This procedure needs a body. So, let’s look at that next. It should do some pretty common checks then take each deadlock into consideration, one at a time and perform some processing on it. You will find below the high-level algorithm that will be used:

"Check source and destination table existence"

"Create temporary destination table"

"Get the list of new deadlocks into temporary table"

FOREACH new deadlock in temporary table

"Shred Deadlock XML graph and insert into temporary destination table"

"update temporary destination table with related object names"

"update temporary destination table with T-SQL text corresponding to each sql_handle value"

DONE

"Store temporary destination table contents to actual destination table"

Most operations around the loop are pretty trivial. Getting back T-SQL text for a particular value of sql_handle is also pretty straight-forward using sys.dm_exec_sql_text built-in function. The same goes for the previous operation that consists in the update of records with object names corresponding to a particular ObjectId (associatedObjectId attribute of keylock element in resource-list section) once we know that the identifier we got back relates to records in sys.partitions table. So, the critical (and most difficult) part of this algorithm resides in following step: “Shred Deadlock XML graph and insert into temporary destination table“. We will review fundamentals that lead to its working implementation. Note

A part of this step, that we can’t neglect, makes use of set-based programming approached that is discussed in another series on SQLShack. In following, we will assume you know these principles.

Basically, this step consists in an INSERT statement and uses Common Tabular Expression or CTE extensively. So, this query will look like:

WITH

<cte_title1> AS …,

<cte_title2> AS …,

<cte_title3> AS …,

…

)

● Exercise details: Repeat word for word the part of the deadlock procedure text starting with "A part of this" and going on through "know these principles.".

● Supplied information:
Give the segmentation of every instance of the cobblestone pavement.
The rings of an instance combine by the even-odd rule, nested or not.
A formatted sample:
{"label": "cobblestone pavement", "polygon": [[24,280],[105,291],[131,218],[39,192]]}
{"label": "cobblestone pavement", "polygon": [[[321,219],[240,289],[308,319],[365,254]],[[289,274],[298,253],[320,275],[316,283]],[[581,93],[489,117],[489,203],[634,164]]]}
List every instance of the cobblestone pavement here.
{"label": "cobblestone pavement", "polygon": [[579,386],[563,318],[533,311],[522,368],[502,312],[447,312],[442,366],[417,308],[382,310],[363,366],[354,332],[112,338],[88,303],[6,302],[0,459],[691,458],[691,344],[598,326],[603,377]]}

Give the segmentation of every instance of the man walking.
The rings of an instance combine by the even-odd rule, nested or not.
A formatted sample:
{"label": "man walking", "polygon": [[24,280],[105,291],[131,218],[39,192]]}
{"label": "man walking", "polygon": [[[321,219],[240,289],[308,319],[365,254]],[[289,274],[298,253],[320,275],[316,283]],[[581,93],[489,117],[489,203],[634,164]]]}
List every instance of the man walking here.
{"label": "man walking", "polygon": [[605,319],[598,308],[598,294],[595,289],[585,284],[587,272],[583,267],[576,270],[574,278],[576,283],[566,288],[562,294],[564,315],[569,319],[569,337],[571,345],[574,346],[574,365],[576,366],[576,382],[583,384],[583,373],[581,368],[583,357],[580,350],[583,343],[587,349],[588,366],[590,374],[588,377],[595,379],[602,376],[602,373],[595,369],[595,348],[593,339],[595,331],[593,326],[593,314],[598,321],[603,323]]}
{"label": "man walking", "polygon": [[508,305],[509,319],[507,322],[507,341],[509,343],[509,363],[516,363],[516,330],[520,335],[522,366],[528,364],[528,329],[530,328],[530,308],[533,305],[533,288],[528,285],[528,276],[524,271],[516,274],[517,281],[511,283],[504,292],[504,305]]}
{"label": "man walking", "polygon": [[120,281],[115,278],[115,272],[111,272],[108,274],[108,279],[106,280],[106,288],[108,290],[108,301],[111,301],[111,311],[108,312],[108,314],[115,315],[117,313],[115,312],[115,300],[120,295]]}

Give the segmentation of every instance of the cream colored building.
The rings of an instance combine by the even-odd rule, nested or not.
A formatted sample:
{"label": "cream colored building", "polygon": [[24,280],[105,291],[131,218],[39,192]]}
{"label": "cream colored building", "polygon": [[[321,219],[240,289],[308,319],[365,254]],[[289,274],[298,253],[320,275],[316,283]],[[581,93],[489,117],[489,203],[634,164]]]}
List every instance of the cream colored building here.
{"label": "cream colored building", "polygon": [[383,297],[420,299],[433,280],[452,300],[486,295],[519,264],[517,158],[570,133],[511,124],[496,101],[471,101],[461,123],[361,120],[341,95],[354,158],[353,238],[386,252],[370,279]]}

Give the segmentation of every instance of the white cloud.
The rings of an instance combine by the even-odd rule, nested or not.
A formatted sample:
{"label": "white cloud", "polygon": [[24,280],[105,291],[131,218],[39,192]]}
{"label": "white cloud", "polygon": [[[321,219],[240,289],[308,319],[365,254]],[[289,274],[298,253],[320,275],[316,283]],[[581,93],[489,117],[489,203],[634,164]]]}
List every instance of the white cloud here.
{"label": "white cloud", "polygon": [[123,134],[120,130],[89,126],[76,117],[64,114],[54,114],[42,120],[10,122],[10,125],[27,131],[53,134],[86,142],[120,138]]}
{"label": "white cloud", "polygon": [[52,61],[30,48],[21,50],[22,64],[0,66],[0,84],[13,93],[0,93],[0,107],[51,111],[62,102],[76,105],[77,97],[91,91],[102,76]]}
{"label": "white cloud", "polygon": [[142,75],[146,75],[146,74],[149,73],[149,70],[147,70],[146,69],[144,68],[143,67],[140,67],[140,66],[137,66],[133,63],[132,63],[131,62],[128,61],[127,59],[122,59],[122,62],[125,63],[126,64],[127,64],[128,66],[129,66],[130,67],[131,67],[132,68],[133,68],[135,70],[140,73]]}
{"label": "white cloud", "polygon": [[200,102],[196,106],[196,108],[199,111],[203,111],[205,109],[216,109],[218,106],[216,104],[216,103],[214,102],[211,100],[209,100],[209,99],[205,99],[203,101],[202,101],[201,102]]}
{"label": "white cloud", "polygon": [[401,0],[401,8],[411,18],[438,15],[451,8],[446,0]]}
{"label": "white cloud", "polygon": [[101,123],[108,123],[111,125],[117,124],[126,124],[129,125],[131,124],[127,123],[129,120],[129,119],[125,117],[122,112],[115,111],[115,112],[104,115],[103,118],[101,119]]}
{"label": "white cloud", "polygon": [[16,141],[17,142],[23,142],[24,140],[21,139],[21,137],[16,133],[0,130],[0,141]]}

● Right answer:
A part of this step, that we can’t neglect, makes use of set-based programming approached that is discussed in another series on SQLShack. In following, we will assume you know these principles.